Direction: Return each line of the items below that contains the word "banner". Uppercase and lowercase letters count as different.

Data for processing:

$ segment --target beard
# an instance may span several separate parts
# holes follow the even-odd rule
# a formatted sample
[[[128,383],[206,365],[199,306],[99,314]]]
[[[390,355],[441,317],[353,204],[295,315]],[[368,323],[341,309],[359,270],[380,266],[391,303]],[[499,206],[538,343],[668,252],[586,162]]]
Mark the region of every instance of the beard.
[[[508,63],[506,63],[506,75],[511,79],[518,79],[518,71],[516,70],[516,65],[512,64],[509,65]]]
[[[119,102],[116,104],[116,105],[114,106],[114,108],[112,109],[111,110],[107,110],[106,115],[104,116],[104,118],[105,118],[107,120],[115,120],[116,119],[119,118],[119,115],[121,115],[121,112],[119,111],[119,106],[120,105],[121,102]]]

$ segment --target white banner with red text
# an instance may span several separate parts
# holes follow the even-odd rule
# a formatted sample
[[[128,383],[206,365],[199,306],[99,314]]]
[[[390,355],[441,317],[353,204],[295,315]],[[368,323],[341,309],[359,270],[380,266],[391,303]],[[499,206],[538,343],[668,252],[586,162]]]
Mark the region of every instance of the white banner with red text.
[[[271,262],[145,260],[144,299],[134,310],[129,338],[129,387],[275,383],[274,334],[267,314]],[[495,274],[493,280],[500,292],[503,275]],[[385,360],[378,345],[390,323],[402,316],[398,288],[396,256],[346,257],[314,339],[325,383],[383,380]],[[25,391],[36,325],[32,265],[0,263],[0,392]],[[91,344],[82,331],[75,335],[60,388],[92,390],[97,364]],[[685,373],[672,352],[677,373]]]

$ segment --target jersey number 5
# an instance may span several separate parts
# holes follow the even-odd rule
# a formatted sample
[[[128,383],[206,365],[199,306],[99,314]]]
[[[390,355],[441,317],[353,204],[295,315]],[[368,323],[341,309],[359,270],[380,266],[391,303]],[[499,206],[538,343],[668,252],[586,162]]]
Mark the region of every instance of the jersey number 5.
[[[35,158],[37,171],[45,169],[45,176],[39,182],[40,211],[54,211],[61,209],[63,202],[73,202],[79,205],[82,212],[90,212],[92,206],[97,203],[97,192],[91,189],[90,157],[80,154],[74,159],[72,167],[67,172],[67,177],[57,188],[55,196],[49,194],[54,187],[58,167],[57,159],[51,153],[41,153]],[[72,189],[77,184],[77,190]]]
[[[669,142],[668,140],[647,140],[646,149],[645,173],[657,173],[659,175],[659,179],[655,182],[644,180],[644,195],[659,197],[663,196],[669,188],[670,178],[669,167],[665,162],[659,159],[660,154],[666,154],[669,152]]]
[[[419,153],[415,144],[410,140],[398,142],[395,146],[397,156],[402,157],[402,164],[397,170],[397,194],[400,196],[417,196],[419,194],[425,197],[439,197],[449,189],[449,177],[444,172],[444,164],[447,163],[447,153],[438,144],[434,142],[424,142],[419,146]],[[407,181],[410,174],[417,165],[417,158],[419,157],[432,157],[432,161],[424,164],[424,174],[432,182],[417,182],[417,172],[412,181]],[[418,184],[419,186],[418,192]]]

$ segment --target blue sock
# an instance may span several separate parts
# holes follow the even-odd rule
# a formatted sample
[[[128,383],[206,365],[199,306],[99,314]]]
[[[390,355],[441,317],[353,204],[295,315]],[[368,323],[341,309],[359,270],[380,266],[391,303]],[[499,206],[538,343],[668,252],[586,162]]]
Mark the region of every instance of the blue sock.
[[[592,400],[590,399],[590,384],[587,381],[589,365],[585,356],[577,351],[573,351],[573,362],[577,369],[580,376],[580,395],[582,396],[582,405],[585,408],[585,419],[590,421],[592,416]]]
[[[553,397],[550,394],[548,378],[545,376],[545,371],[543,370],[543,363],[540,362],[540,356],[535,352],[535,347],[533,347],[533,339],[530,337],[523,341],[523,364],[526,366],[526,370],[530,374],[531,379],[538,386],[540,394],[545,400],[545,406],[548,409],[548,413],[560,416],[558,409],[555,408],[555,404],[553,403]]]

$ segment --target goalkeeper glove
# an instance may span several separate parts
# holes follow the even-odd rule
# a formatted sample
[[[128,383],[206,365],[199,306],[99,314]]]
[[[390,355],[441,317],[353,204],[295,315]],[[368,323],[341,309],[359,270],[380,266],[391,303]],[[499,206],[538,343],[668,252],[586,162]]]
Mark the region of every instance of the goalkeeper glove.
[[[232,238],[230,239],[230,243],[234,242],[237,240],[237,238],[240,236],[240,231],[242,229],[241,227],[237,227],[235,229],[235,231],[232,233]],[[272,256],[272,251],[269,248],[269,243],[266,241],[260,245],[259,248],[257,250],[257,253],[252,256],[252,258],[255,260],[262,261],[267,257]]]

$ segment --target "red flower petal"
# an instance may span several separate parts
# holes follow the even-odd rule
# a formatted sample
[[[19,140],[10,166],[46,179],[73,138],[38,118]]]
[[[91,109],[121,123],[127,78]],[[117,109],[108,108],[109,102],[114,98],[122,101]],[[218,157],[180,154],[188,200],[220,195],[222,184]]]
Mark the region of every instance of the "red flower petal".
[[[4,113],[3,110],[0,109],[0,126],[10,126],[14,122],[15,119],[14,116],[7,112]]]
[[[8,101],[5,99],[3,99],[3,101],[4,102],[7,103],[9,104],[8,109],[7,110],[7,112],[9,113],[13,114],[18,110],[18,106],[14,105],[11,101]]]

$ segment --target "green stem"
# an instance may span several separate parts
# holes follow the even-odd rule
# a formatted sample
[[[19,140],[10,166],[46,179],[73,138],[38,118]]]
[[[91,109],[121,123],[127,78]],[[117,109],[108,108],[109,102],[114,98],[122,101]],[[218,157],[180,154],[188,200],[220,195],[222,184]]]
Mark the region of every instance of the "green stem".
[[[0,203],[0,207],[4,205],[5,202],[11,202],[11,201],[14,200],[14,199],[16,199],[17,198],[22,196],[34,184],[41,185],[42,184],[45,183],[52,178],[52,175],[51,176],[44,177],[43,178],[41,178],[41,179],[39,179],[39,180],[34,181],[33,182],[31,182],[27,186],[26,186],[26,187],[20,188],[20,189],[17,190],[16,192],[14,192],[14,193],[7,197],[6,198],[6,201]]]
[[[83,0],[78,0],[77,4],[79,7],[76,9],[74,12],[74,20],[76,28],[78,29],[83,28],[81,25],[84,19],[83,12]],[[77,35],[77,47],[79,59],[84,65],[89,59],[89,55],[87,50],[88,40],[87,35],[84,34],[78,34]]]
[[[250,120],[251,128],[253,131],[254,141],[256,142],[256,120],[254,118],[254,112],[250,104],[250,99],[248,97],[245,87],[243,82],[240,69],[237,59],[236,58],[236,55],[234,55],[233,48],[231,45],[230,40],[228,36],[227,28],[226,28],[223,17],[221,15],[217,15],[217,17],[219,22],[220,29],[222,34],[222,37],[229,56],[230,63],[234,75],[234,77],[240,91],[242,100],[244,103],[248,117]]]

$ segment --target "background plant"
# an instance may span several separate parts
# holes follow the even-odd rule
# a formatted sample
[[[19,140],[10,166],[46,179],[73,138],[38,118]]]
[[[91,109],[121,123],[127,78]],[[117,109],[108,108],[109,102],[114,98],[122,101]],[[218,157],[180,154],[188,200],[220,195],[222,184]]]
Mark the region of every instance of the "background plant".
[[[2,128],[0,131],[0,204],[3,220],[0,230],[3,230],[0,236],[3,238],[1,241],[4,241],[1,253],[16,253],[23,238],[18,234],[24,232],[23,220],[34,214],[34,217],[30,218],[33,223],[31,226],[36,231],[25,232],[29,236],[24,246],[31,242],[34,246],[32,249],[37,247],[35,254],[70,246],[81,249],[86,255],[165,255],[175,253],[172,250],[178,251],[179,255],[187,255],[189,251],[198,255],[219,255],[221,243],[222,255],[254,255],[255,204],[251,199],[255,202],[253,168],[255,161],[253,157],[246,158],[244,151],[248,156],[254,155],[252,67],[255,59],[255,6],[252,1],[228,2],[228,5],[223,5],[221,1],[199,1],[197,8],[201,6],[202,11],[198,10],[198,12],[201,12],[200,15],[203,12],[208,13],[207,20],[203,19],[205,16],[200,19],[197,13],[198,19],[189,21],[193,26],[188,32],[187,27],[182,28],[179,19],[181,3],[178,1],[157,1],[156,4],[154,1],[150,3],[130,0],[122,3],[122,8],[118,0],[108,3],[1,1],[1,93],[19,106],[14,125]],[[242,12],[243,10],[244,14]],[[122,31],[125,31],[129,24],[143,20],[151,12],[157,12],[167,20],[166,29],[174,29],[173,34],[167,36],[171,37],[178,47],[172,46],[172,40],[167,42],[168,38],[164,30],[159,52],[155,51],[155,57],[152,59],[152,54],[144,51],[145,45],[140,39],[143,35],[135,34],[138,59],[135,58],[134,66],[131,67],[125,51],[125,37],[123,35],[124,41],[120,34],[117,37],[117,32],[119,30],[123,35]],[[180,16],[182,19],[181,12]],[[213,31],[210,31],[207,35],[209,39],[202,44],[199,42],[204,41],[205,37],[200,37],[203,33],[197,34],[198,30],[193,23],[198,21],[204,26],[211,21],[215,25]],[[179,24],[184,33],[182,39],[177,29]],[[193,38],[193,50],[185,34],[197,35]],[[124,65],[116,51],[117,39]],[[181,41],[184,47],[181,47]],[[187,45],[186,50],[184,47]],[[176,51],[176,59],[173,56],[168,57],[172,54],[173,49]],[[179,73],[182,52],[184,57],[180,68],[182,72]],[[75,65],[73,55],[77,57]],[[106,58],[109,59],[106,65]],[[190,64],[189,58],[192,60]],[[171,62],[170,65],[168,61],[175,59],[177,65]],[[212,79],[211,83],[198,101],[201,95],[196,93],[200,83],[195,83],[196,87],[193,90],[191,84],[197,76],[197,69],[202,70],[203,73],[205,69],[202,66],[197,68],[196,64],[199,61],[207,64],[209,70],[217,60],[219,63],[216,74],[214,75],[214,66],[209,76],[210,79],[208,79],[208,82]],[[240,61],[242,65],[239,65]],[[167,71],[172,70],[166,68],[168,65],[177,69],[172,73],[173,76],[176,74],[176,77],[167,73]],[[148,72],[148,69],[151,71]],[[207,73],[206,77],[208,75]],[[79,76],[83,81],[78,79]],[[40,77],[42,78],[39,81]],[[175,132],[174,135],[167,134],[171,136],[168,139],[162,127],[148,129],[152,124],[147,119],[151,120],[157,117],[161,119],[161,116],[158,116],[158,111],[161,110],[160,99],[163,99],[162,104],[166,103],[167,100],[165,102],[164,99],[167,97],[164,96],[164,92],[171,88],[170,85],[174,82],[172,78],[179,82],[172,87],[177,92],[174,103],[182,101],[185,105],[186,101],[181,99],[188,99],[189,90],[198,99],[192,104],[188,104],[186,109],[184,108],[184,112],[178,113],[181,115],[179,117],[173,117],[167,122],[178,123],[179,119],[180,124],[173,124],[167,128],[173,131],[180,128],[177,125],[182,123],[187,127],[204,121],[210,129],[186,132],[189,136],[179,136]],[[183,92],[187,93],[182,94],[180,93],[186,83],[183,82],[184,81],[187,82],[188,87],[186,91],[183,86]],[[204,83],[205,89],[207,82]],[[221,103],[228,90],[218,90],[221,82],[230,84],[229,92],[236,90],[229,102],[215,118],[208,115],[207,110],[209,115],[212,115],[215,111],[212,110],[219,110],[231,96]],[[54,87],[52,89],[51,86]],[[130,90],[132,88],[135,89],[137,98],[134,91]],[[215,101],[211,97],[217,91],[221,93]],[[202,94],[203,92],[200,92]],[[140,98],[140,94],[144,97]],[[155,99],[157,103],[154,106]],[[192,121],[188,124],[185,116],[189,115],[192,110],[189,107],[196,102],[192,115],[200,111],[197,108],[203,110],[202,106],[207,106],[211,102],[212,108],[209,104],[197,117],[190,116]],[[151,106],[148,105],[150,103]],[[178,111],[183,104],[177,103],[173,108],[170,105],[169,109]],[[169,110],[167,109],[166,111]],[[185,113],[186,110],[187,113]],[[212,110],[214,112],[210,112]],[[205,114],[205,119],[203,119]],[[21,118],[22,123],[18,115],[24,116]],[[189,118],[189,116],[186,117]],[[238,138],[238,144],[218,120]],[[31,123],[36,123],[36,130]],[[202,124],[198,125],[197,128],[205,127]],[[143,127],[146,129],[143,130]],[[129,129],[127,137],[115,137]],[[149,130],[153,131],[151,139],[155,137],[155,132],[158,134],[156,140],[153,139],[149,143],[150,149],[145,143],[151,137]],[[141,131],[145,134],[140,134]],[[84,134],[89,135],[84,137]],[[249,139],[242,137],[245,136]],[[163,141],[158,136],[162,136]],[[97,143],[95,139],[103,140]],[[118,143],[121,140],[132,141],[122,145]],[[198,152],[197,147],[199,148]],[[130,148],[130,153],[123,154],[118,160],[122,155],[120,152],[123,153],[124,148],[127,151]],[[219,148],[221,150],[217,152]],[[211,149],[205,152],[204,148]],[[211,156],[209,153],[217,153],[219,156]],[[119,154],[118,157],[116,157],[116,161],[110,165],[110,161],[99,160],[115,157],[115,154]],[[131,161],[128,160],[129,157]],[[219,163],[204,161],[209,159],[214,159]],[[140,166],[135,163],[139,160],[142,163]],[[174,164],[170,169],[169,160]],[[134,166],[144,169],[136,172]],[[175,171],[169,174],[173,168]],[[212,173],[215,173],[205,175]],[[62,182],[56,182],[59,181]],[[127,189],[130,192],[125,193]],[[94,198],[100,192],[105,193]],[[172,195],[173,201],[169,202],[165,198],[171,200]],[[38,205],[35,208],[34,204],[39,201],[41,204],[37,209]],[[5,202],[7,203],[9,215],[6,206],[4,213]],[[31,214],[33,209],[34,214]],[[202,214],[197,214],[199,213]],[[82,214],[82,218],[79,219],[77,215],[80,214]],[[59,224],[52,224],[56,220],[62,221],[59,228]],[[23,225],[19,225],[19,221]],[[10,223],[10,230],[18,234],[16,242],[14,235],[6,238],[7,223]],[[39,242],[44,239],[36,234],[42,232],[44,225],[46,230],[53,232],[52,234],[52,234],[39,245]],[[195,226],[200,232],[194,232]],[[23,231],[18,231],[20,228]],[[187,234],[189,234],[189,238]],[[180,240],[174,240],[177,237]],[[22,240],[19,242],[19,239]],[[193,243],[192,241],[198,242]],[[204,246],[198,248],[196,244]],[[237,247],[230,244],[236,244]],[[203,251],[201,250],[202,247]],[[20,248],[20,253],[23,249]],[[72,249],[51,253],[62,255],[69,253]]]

Task answer:
$ segment --target white banner with red text
Mark the region of every instance of the white banner with red text.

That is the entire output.